___ Study text

Christine Lucey died from cervical cancer. She was 40. Only when her husband went undercover to investigate the hospital blunders that killed her did the full horror come to light.

Reproduced by kind permission of the

Daily Express

BY JANE WARREN

On Donald Lucey's living room carpet, piles of medical documentation are arranged in neat skyscrapers. When his late wife Christine's cervical cancer was diagnosed, Don admits he wasn't certain exactly what a cervix was. But today, as we sip tea, he gives me a deft appraisal of current developments in smear testing, effortlessly juggling medical terms and pulling out pages from the skyscrapers to back up his statements.

Three years ago, when he and his daughter Rebecca received an out of court settlement of £420,000 — the highest payout made for medical negligence leading to the loss of a wife and mother — Don understood only that her doctors had misread a number of cervical smear tests; tests that, had they been correctly interpreted in 1986, would have given her a 95 per cent chance of survival, according to the expert witnesses assembled for the High Court hearing.

Don & Rebecca

After such a distressing and protracted legal process, most people in Don's position would have banked the award and tried to put such tragic events behind them.

Not Donald Lucey. He couldn't let the matter rest. He wanted to pay tribute to Christine and to do something for other women, to warn them about the dangers of always believing the doctors. He also wanted catharsis. So many years had been taken up caring for his wife while raising Rebecca, now 13, then fighting for Justice, that he had had little opportunity to work through his own loss,

"I couldn't rest," he says. "I wanted to investigate the investigators and discover for myself what went wrong."

 

He set about his research in a remarkable way. Don, 49, is a former member of the Parachute Regiment. He also spent three years in the SAS, before working on police security operations as a close protection officer for politicians including Ted Heath and Tom King. He is now a part-time bodyguard.

Posing as a postgraduate medical student with the Open University, Donald went "undercover" at the medical research library in one of the hospitals where Christine was treated.

He shows me his hospital library pass application on which he gives his subject as "research into oncology". Using doctors' notes taken during nearly two decades of Christine's flawed care, Don set about examining them in microscopic detail using "detective work".

He learned to interpret medical parlance. He downloaded "reams" from the Internet and had the support of both the expert witnesses used in the High Court action, who agreed to allow their testimony to be used in the dignified but explosive book about his wife's illness that he has written. He has even examined the original mis­read smear test notes.

After three years, he now understands the true extent of the medical ineptitude.

"With mounting horror, I discovered the sequence of blunders that led to her premature death," he says. "I'd thought it was just a few misread smears but it wasn't until I started writing the book that I realised just how many mistakes had been made."

Christine was an Army nurse and because she was treated at a military hospital the MoD was responsible for her care. Despite regular smear tests, her cancer was finally detected too late to save her life and she died at the age of 40.

Chris & Rebecca

Between 1977 and 1986 Christine had many smears taken but, unknown to the family, five were abnormal. It wasn't until 1992 when Christine, by then very ill with cancer, received a phone call from a friend who was also a nurse at the hospital. "She called to say that one of her smears might have been positive," explains Don.

"Christine then got in touch with a medical negligence lawyer and the smear was re-examined by an expert, along with the ones before it." The expert describes those five smears as showing "severe abnormalities".

______

### Study questions
**a)** According to the article about Christine Lucey, how much was the out of court settlement that Donald and Rebecca received?
**b)** Edit the article about Christine Lucey: reproduce the passage that begins at the words "Not Donald Lucey." and stops after "a part-time bodyguard.", with "catharsis" replaced by "closure".
**c)** Resume the article about Christine Lucey's death by writing the paragraphs that follow its final sentence.

___ Dataset entries

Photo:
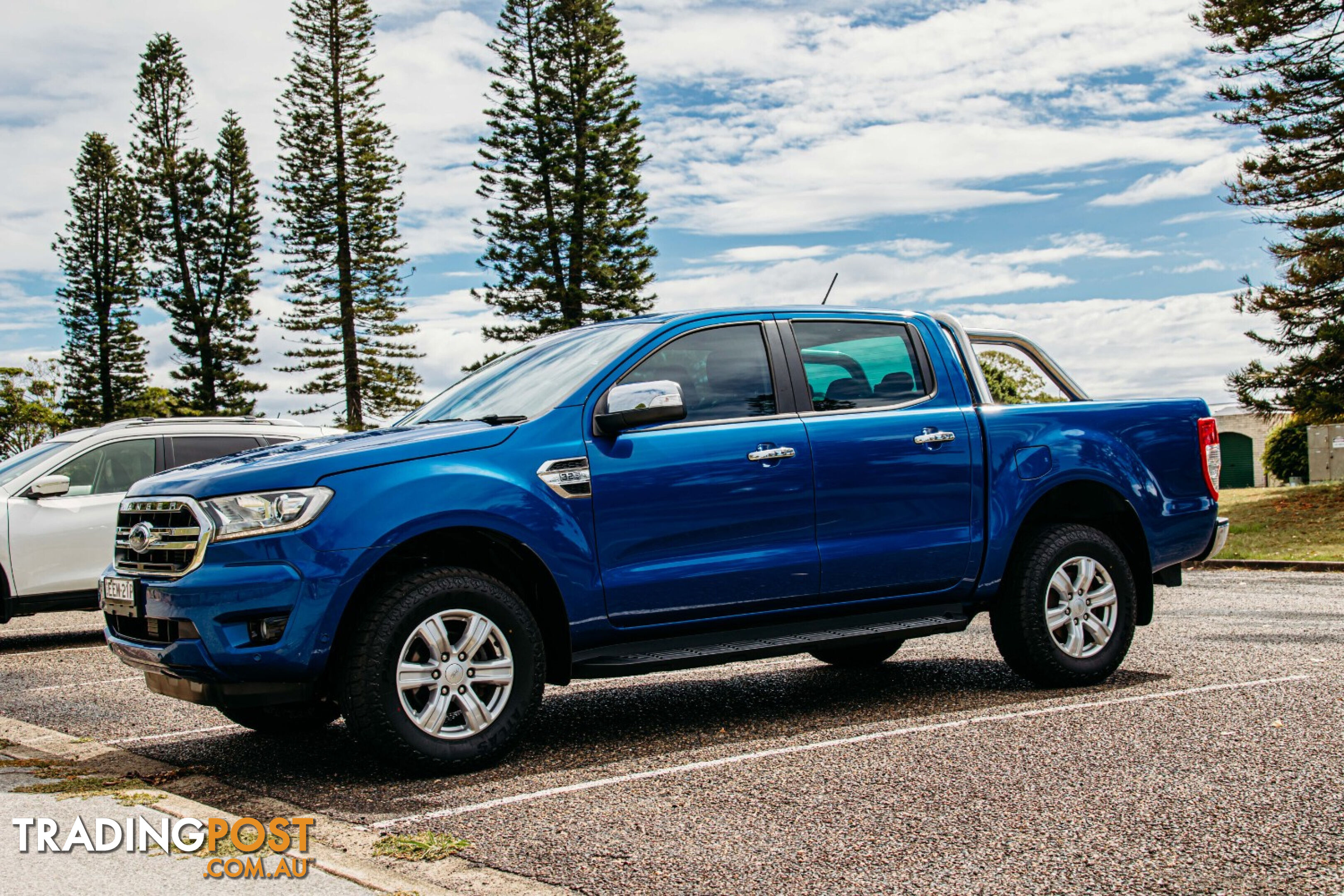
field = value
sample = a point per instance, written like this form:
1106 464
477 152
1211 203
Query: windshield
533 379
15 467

______
___ Dataset entries

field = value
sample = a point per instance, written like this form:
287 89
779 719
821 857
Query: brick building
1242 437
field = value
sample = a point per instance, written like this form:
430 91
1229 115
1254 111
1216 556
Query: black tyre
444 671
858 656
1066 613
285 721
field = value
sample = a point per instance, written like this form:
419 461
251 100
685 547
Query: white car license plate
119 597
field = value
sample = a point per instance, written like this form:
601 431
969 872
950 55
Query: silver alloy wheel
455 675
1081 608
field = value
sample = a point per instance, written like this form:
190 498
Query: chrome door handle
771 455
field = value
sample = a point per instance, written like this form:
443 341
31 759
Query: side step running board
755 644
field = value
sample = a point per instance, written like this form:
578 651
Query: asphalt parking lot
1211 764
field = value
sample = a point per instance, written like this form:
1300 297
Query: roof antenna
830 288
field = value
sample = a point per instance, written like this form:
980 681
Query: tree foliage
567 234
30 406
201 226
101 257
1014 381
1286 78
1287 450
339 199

______
___ Dataset entries

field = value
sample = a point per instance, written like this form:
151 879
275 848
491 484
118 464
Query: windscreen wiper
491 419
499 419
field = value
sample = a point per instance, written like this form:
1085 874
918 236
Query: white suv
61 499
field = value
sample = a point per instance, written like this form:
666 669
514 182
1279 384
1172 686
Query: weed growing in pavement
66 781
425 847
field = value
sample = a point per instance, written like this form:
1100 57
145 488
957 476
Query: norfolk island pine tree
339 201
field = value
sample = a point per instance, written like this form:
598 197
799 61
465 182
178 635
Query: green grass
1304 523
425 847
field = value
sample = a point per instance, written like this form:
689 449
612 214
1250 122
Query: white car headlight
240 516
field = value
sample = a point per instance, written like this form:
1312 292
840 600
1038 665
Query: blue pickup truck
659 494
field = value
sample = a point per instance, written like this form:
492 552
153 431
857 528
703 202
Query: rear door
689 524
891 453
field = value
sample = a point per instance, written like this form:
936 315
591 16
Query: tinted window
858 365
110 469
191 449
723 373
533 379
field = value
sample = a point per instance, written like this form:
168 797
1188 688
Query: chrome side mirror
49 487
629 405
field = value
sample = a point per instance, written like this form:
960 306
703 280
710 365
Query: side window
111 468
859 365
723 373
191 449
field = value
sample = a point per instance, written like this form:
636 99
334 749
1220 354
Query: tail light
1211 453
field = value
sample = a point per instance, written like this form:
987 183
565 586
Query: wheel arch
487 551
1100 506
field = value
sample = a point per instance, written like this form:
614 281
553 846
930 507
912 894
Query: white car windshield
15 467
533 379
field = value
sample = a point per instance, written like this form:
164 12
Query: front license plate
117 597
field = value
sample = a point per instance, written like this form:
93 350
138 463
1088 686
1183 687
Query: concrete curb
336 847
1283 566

______

### Outputs for the tasks
**a)** £420,000

**b)**
Not Donald Lucey. He couldn't let the matter rest. He wanted to pay tribute to Christine and to do something for other women, to warn them about the dangers of always believing the doctors. He also wanted closure. So many years had been taken up caring for his wife while raising Rebecca, now 13, then fighting for Justice, that he had had little opportunity to work through his own loss,

"I couldn't rest," he says. "I wanted to investigate the investigators and discover for myself what went wrong."

 

He set about his research in a remarkable way. Don, 49, is a former member of the Parachute Regiment. He also spent three years in the SAS, before working on police security operations as a close protection officer for politicians including Ted Heath and Tom King. He is now a part-time bodyguard.

**c)**
But, as Don worked his way through decades of doctors' notes, it emerged that Christine had had classic symptoms of cervical cancer for years. Light bleeding is an indication of cervical cancer but her complaints about this were constantly overlooked.

After Rebecca's birth by emergency caesarean in January 1988, abnormalities were noticed in Christine's womb and the surgeon referred her to the colposcopy clinic to have part of her cervix removed for examination.

"But the gynaecologist said the doctor was jumping the gun and the problem was probably due to pressure from the baby's head. Two months later she was told everything was normal; bleeding was put down to her busy lifestyle or a hormonal imbalance brought about by breastfeeding or because part of her placenta had been stitched into the womb. Then, the final insult, when her cancer was finally confirmed, she was led to believe it was in the early stages."

But even after accurate diagnosis, the errors kept occurring. A CT scan was done on her heart, rather than her pelvis. "Then she was given an 'untrialled' radiotherapy cocktail." And in 1989, when she had surgery, the consultant gynaecologist was not skilled enough to remove the infected cervix and did not seek advice. The source of the cancer was left behind.

Chris & Rebecca

"I realise now how much Chris was going through. I'd gone back in time and was watching the surgeon. I was saying, 'Take out the source.' It was very intense."

Eventually, the cancer spread. Christine was in hospital for 14 months, underwent a hysterectomy and had colostomy and urostomy bags fitted. Her weight halved, she lost her hair and self-esteem. "She never blamed her doctors, she saw them as people who had made terrible mistakes," says Don.

"But, as the months went by, as I worked on my book, this awful chronology was building..."

Don is appalled by plans to cut regular cervical smear testing from three to five years, a situation that means that one mis-read smear could leave a woman harbouring cancer for up to 10 years without detection.

"I'm not trying to cause a panic but having studied the literature I have a strong conviction that women should have smear tests every year throughout their sexually active years."

He says that the NHS encourages women to trust in the screening program but points out that complete trust will only happen once misdiagnosis ceases. "To become complacent is to gamble with your life. Sometimes, I think that it was her trusting nature that killed Christine."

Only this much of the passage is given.